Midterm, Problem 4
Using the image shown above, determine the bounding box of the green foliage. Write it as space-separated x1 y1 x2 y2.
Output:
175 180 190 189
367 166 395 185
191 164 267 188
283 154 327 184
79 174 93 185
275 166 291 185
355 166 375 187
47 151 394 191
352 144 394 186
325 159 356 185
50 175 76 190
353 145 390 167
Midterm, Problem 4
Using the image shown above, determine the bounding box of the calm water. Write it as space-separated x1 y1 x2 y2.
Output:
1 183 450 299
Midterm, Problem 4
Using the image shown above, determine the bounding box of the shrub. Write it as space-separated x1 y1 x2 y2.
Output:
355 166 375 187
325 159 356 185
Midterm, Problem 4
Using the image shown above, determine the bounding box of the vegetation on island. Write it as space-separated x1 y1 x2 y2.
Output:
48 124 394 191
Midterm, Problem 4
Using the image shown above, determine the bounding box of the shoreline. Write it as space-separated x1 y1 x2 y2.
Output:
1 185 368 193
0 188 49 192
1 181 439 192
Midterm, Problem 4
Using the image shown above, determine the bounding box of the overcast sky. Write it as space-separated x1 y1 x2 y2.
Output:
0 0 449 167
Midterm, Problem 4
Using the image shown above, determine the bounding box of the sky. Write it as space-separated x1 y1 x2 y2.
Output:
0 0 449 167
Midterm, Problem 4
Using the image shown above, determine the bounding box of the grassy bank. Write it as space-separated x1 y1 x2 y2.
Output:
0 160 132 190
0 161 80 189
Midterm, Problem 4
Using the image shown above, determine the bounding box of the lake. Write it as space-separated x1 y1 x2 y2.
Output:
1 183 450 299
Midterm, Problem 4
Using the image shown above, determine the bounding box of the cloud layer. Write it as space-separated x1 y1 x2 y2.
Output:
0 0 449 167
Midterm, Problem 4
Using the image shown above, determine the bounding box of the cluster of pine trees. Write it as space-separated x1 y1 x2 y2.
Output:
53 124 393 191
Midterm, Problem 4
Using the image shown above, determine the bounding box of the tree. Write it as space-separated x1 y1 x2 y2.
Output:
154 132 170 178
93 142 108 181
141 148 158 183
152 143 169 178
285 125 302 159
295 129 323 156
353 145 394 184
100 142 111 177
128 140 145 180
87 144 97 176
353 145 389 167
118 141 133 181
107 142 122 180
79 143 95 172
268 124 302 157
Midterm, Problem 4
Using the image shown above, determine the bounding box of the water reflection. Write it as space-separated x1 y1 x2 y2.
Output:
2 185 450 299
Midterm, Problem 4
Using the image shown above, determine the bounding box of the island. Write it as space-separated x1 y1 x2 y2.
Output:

# # # #

Report every line in the data that holds "water", copying each one.

Using the image shown above, determine the bounding box of the calm water. Write it as space-separated x1 y1 x2 y2.
Using the image shown above, determine the bounding box of the water reflection. Write it as space-separated x1 y1 x2 y2.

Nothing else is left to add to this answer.